Stated problem 1
The DKIM mailing-list thread below quotes an original message that has its own header block. List the field names in that header block.
Stated problem 2
Resume the DKIM mailing-list thread below, picking up after its last sentence.

Text extract
2010-10-08 Thread Scott Kitterman
On Friday, October 08, 2010 01:41:15 pm Murray S. Kucherawy wrote:
  -Original Message-
  From: ietf-dkim-boun...@mipassoc.org
  [mailto:ietf-dkim-boun...@mipassoc.org] On Behalf Of Scott Kitterman
  Sent: Friday, October 08, 2010 10:01 AM
  To: ietf-dkim@mipassoc.org
  Subject: Re: [ietf-dkim] detecting header mutations after signing
  
   We want to re-submit DKIM Signing to Proposed Standard, in order to fix
   an edge condition that is only a theoretical issue and only fixes a
   problem that is actually outside of the scope of what DKIM is trying
   to achieve?
  
  Detecting modification in transit is outside the scope of what DKIM is
  trying to achieve?
 
 Doesn't DKIM try to detect modification of the portion covered by the
 hashes, which is unchanged in this scenario?

Supplied material
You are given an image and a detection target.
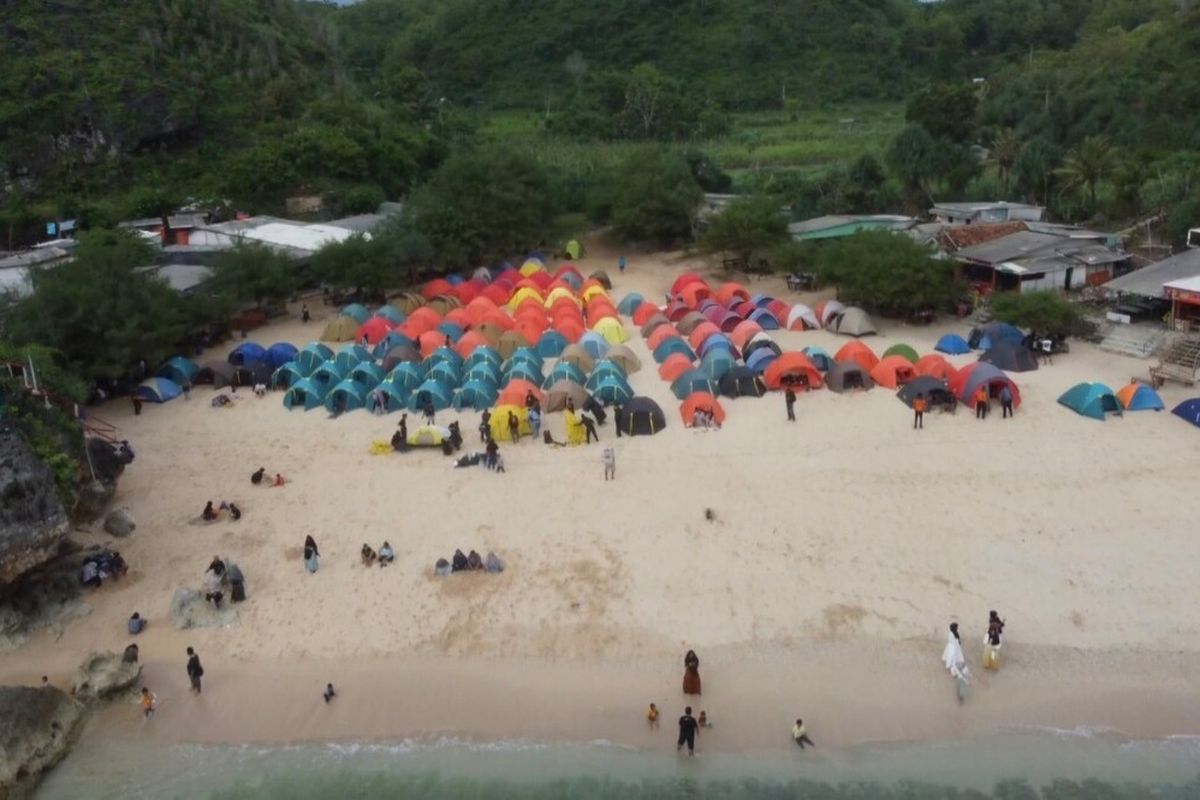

Task output 1
From, Sent, To, Subject

Task output 2
For what I view as a very abstract definition of unchanged, sure.  I think 
adding additional From or Subject does change the content of the message From 
or Subject.  If one takes the view that we've defined things such that this is 
OK from a protocol definition perspective, so it's not an issue, I think we've 
lost sight of the original goal of this requirement in the protocol.

I think that this can be dealt with through an additional security 
consideration and doesn't have to disrupt the rush to get this advanced 
through the standards process.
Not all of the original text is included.